▸ The problem:
Copy all of the items below word for word, leaving out the pictures.

▸ Supplied material:
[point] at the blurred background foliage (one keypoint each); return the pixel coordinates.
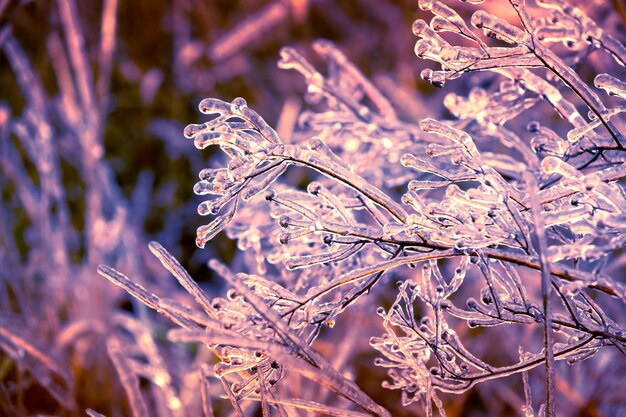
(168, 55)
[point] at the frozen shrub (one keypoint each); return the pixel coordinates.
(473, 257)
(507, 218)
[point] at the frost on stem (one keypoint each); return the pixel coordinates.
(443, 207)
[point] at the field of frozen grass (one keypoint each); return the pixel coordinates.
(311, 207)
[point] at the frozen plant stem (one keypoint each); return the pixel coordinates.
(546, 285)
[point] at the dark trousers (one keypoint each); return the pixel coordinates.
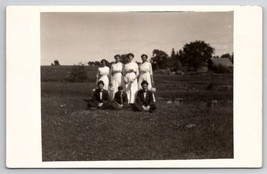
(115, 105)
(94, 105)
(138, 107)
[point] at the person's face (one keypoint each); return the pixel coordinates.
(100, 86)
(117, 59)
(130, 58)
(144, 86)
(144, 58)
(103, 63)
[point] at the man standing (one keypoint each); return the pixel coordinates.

▸ Solution to the problem:
[point] at the blurred background foliage (one keypoint each); return the pixel coordinates.
(168, 55)
[point] at the frozen shrub (one keypoint each); return the pixel coordinates.
(473, 257)
(507, 218)
[point] at the frost on stem (one keypoint each); return the pixel coordinates.
(443, 207)
[point] at the field of frozen grass (one keypoint each); return the pixel coordinates.
(311, 207)
[point] at the frozen plant stem (one keypoint each); return the pixel coordinates.
(546, 285)
[point] at the dark trousers (one keypoint each); return the pixel coordinates.
(115, 105)
(94, 105)
(138, 107)
[point] at the person's face (one keypoint each); return the pixel coordinates.
(100, 86)
(117, 59)
(130, 58)
(144, 86)
(144, 58)
(103, 63)
[point] at the man standing (one keypoint each); return the pixel coordinates.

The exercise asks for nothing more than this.